Problem to solve
List every line of the records that contains the word "approximate".

Excerpted records

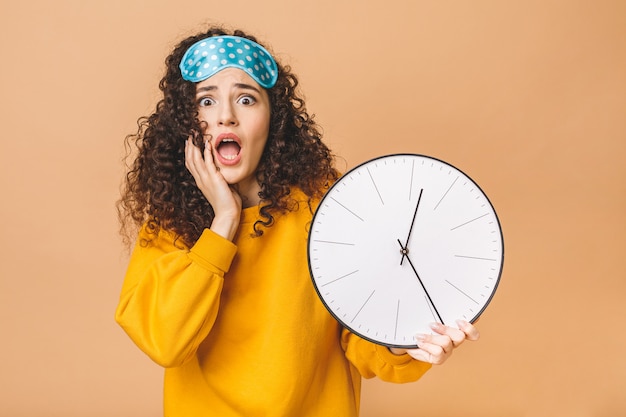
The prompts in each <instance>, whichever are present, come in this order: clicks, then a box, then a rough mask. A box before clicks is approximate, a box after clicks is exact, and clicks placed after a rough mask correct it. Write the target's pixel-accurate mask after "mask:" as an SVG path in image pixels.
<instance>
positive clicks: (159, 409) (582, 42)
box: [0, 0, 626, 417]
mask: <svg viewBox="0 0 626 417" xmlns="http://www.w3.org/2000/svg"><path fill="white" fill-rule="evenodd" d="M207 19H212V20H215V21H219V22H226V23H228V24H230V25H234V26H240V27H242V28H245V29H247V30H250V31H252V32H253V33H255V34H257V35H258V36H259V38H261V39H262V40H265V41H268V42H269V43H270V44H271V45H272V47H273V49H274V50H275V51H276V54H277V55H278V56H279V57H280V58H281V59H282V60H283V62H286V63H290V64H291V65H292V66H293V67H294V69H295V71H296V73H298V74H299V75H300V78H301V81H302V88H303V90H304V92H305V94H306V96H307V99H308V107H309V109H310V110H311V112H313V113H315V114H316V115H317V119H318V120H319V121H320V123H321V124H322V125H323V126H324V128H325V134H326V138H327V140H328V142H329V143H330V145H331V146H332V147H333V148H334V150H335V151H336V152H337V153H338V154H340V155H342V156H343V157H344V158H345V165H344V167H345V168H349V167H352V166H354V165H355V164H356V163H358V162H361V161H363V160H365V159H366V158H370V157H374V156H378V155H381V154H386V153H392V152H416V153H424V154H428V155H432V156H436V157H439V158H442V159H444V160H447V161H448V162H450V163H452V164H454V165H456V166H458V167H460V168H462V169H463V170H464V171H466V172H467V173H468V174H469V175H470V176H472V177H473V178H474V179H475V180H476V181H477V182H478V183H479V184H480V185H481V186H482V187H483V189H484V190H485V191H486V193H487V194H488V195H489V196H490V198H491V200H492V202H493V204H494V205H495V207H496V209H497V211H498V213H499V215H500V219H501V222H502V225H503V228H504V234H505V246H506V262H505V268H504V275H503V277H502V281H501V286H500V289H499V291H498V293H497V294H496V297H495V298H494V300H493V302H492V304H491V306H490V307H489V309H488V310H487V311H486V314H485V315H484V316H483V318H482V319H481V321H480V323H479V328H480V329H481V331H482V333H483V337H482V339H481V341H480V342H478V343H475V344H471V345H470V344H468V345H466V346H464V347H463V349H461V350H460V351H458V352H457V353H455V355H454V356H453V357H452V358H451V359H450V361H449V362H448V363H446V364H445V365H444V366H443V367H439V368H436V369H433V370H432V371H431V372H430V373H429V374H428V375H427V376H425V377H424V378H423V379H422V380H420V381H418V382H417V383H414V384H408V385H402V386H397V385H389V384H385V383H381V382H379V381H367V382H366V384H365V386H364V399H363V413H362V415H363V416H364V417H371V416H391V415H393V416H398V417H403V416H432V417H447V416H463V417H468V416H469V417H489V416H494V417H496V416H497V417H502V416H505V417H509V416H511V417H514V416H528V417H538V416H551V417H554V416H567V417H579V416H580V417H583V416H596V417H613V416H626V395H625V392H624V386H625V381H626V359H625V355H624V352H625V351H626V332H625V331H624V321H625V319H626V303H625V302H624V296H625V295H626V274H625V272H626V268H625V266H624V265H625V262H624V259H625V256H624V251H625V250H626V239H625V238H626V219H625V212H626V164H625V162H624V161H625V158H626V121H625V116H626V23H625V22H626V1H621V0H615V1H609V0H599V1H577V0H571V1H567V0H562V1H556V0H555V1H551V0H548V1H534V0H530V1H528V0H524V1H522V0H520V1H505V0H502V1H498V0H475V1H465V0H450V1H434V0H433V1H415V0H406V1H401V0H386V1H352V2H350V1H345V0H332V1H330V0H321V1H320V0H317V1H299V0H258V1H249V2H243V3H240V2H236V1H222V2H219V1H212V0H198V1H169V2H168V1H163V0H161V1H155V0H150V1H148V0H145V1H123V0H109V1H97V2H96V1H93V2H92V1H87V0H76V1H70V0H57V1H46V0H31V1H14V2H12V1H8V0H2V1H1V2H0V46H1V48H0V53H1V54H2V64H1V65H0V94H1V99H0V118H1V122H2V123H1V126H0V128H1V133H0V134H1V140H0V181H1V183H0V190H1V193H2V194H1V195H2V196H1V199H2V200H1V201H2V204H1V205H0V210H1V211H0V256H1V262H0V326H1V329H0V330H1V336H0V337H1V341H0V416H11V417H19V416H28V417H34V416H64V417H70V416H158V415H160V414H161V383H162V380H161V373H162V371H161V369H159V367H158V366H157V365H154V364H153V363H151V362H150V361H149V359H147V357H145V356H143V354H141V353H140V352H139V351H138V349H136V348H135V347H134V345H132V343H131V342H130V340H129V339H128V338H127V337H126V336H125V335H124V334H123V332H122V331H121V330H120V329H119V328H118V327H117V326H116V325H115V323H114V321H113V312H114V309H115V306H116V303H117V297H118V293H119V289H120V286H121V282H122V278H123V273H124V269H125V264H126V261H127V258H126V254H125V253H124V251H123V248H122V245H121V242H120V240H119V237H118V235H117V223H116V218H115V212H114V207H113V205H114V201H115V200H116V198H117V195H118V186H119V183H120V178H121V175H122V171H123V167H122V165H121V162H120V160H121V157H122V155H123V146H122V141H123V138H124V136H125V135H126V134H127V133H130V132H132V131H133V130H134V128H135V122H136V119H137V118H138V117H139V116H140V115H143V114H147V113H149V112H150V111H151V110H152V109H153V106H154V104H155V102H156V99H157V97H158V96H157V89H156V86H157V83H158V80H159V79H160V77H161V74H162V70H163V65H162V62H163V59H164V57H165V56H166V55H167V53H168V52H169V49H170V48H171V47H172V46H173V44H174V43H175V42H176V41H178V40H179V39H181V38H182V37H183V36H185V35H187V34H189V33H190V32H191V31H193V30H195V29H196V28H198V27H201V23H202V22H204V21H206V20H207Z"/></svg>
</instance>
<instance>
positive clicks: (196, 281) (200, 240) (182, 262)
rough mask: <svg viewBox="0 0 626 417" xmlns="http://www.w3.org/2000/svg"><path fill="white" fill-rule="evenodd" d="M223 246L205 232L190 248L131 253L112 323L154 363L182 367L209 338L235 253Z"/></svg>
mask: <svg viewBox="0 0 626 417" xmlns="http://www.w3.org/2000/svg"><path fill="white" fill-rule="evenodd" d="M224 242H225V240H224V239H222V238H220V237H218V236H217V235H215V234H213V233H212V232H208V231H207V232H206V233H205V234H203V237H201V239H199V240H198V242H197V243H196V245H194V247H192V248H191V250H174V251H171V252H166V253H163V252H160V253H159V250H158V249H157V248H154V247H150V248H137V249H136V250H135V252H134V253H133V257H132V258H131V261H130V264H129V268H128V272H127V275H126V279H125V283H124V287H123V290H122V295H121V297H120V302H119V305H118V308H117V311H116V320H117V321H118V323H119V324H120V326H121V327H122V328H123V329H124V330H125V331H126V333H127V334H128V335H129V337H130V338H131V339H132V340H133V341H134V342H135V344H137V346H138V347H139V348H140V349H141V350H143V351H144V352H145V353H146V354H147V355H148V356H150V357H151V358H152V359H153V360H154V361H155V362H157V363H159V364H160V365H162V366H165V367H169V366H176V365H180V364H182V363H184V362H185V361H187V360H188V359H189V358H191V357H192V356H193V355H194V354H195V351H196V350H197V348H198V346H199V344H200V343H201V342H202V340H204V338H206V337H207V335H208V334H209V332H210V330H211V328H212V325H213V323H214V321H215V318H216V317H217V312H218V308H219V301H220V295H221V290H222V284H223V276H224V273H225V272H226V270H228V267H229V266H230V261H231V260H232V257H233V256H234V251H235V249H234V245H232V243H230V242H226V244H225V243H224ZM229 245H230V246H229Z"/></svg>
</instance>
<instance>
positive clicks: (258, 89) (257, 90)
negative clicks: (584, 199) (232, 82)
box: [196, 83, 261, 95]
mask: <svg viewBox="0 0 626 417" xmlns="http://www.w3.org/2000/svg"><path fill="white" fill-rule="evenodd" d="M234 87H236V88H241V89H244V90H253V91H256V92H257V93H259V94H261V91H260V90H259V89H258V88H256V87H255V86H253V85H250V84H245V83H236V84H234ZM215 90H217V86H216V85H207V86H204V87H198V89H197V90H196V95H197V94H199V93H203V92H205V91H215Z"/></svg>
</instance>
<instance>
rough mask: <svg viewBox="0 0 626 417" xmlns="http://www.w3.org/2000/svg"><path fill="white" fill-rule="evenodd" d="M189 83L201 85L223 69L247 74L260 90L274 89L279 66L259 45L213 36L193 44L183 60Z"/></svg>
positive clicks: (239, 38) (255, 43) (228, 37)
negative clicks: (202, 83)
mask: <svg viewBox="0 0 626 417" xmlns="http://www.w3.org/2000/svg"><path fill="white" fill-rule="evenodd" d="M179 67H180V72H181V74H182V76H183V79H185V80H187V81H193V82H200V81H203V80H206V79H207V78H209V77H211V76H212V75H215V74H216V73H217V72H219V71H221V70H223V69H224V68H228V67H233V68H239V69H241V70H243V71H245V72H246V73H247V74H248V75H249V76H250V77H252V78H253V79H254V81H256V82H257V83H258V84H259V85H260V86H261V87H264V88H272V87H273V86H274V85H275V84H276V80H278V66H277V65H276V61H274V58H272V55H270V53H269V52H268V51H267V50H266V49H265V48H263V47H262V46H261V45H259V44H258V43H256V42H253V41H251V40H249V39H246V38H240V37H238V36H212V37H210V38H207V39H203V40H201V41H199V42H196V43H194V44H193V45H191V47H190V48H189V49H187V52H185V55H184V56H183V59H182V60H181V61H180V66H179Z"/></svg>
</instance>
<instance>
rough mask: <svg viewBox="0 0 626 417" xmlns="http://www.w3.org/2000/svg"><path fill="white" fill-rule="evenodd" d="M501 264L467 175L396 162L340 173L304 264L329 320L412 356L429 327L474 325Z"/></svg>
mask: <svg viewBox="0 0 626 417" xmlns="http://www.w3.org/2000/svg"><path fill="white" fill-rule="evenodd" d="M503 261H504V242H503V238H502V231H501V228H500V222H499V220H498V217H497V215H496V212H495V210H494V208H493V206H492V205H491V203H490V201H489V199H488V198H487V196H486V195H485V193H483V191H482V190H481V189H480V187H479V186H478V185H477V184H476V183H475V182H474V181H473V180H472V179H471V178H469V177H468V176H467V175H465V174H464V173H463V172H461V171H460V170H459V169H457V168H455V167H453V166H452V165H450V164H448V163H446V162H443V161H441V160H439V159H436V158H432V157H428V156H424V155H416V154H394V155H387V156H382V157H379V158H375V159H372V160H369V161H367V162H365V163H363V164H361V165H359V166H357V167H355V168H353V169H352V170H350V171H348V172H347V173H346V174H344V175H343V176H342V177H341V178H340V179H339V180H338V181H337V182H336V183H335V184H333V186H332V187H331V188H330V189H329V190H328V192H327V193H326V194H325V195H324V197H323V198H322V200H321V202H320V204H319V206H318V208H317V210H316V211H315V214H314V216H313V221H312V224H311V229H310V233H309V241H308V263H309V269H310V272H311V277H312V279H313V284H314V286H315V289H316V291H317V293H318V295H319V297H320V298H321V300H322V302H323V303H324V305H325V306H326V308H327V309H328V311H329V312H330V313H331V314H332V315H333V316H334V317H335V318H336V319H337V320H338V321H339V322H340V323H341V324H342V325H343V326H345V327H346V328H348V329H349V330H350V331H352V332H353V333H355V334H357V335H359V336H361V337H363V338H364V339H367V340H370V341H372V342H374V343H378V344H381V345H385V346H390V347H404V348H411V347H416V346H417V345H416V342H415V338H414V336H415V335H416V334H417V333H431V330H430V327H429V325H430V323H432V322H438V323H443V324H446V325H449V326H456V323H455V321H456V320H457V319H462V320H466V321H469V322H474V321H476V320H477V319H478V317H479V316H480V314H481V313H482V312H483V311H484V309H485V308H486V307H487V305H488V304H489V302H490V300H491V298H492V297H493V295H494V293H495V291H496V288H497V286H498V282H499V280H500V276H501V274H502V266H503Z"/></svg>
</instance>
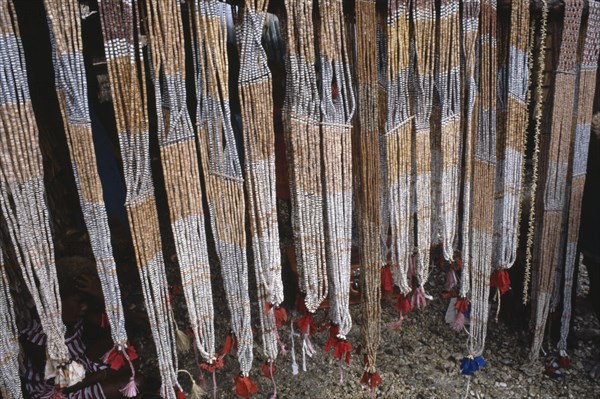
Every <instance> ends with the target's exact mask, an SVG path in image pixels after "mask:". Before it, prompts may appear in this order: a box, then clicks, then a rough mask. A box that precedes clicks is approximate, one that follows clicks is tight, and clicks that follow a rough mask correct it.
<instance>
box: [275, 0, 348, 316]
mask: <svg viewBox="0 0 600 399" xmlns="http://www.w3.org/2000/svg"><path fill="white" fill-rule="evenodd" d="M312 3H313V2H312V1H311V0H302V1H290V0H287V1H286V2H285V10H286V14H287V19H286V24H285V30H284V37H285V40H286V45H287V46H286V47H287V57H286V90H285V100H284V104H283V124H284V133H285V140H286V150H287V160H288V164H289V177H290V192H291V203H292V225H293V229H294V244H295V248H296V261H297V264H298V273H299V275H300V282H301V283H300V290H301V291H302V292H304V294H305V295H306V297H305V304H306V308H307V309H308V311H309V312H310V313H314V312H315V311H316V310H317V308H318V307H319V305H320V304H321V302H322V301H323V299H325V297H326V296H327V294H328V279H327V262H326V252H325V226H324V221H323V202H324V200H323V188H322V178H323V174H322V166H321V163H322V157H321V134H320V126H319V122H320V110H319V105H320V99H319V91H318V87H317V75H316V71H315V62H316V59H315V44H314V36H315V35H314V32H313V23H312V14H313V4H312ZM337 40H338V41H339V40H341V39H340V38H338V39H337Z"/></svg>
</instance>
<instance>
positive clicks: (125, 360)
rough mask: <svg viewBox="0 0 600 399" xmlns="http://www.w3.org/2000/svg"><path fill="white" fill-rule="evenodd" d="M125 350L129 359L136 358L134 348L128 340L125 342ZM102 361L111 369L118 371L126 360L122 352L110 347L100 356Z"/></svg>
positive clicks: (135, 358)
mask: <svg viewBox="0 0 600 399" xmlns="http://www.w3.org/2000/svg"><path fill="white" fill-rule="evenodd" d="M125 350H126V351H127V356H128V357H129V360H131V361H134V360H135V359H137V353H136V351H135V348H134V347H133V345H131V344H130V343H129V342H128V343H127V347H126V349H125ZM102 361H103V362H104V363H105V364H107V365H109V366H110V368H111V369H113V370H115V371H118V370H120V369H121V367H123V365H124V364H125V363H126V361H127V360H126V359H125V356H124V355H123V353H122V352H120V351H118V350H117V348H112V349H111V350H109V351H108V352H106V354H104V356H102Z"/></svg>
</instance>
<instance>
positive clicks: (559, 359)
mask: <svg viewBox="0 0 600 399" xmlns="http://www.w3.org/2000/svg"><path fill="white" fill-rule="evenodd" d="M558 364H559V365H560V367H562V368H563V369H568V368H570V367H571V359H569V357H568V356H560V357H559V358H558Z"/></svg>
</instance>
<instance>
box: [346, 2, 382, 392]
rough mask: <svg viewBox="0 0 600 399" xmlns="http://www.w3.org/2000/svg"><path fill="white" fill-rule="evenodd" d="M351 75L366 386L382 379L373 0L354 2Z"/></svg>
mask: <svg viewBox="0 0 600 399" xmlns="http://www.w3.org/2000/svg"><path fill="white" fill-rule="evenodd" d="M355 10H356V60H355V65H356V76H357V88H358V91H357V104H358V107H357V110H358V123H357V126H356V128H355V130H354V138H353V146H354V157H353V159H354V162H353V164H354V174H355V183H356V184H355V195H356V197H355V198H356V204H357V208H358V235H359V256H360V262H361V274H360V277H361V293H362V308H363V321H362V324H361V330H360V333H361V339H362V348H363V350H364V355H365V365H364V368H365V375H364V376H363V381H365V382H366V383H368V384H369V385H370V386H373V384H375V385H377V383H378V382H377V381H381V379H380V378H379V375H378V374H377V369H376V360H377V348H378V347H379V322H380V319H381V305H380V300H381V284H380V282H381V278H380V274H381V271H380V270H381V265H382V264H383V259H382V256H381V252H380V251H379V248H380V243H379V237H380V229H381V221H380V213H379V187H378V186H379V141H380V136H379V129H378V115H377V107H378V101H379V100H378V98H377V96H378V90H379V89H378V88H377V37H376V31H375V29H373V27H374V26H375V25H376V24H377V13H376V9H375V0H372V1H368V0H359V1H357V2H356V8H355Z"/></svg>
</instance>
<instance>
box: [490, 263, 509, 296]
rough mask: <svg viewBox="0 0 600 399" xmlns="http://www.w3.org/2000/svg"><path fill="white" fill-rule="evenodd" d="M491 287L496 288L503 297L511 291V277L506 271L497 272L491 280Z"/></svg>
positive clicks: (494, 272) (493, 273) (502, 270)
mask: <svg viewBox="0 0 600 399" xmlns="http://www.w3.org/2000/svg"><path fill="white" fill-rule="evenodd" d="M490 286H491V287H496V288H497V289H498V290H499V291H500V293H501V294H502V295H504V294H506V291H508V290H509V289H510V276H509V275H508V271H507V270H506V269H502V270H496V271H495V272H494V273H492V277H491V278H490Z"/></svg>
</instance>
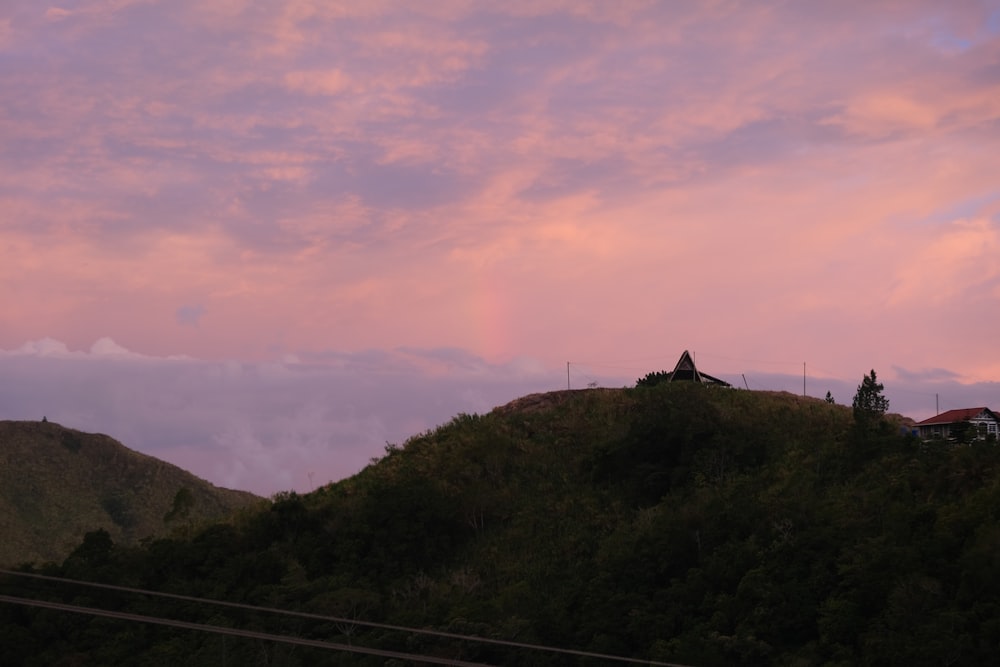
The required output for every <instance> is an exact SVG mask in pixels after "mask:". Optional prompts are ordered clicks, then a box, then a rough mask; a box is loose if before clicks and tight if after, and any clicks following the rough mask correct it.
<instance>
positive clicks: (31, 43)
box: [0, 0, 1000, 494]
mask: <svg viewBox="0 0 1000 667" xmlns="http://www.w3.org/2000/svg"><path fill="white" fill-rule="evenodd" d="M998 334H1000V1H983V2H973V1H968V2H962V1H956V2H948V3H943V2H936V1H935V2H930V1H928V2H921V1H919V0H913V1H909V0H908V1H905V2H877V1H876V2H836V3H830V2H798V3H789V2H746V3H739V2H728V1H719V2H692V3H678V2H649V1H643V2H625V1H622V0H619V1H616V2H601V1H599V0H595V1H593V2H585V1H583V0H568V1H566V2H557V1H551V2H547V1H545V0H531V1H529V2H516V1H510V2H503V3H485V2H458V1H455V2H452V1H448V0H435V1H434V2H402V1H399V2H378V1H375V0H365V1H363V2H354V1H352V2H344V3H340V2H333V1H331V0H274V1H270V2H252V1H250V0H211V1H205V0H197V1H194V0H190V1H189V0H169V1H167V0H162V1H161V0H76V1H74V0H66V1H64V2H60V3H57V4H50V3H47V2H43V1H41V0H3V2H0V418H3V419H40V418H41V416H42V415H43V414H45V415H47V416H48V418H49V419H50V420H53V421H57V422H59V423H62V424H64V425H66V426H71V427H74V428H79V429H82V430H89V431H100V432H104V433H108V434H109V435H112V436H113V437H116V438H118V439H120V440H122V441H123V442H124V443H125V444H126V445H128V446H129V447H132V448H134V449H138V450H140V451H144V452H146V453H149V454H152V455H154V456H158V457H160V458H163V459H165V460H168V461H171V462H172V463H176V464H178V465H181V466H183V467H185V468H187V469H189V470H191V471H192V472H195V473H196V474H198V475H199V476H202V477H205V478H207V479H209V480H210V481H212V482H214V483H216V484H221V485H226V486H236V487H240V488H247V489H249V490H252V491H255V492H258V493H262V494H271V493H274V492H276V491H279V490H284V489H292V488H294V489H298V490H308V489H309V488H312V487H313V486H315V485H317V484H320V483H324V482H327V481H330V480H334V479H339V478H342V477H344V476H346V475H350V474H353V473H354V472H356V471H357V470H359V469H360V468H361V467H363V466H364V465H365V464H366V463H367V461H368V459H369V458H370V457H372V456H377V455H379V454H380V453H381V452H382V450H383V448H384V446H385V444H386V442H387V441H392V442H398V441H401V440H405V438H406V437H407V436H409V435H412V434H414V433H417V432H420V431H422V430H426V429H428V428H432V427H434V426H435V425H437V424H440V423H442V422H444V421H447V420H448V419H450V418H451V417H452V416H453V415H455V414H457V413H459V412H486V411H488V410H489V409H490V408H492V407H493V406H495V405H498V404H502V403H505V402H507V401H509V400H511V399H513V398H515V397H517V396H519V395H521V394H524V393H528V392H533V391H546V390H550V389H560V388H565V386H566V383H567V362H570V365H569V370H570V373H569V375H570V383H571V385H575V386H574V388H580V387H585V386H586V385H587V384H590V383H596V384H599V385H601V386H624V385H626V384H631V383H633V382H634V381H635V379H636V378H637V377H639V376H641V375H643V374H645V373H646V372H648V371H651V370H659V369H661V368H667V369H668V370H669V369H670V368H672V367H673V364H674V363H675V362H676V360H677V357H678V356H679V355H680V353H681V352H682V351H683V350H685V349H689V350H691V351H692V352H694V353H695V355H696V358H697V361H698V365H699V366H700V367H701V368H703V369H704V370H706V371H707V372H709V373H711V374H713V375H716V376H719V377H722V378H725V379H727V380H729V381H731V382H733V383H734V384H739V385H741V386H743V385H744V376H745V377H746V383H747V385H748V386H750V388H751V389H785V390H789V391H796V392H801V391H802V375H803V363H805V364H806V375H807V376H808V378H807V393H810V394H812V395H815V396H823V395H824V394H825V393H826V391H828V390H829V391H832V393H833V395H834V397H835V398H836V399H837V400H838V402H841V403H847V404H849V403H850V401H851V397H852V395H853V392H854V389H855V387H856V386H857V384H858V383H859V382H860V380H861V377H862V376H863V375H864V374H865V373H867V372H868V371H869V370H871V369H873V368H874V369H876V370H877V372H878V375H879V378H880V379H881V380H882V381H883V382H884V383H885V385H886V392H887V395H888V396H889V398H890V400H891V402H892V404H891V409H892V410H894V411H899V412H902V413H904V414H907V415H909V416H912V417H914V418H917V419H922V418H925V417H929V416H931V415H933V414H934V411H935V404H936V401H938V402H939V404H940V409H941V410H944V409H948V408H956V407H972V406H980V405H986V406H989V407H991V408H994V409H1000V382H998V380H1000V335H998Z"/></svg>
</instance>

Answer for this exercise
The prompts in each <instance>, whichever are present, come in this order: clicks, then a box, then a rough mask. A box before clicks is approximate, a box after clicks is exact, and clicks placed after a rough mask correct it. Write the target's pixel-accurate mask after "mask:" as an SVG path in image pixels.
Every <instance> ends with the target's exact mask, an SVG path in image pixels after "mask:". Before it, prompts may appear in this order: a box, then clicks, then a rough mask. A box that precedes clicks is approximate, one that follows clicks is tight, and clicks that follow a rough mask correct it.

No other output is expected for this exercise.